▶ DATA FOR THIS TASK:
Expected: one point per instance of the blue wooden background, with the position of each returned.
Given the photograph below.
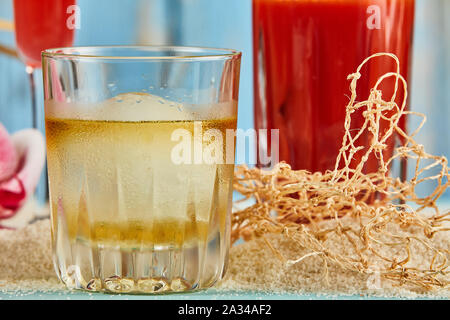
(227, 23)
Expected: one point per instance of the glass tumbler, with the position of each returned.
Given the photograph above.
(140, 150)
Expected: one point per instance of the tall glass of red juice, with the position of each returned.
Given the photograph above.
(303, 52)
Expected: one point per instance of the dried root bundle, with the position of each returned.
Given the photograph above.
(367, 212)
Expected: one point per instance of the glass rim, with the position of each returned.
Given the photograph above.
(211, 53)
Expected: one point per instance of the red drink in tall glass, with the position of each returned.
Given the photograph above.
(39, 25)
(303, 52)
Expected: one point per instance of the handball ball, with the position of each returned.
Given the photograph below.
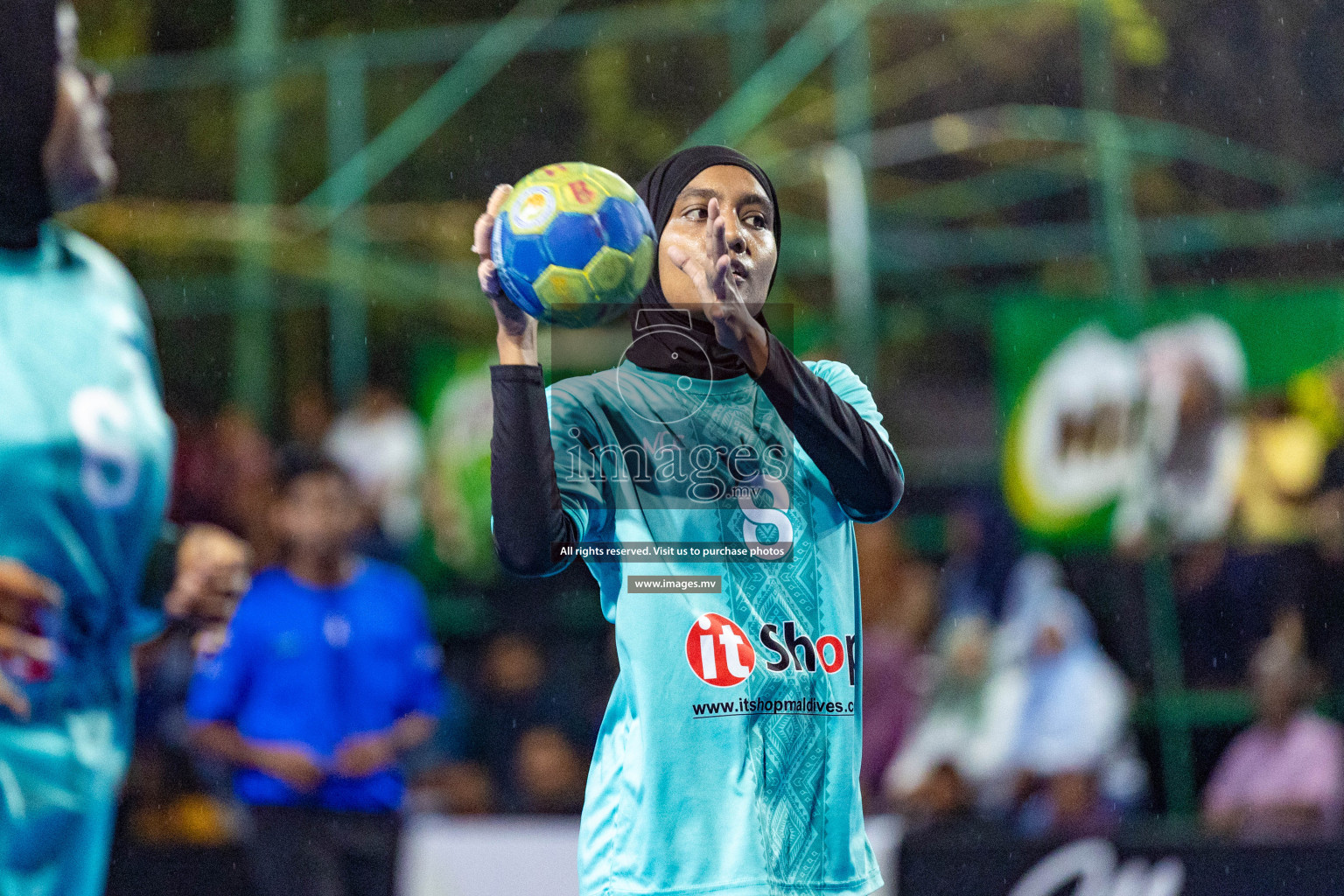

▶ WHAT TO WORK ON: Everything in the entries above must be output again exactly, except the pictures.

▶ OUTPUT OF THE TASK:
Expected: one point per instance of the blue wooden background, with the position of each returned.
Given the photograph below.
(227, 23)
Expected: one point per instance of the glass tumbler, with the position of each returned.
Given the photograph above.
(140, 150)
Expected: one point per instance of the tall glass of red juice, with the position of each returned.
Given the photograph above.
(303, 52)
Expected: one point per instance of the dried root bundle, with the position of each returned.
Given the photograph above.
(367, 212)
Expected: one point per instance of the glass rim, with the position of each returned.
Given the photograph above.
(211, 53)
Expected: one point per instance of the red drink in tall glass, with the position of each returned.
Given the photograph above.
(39, 25)
(303, 52)
Expected: one point per instance of the handball ball, with the position of each returned.
Given the photograph below.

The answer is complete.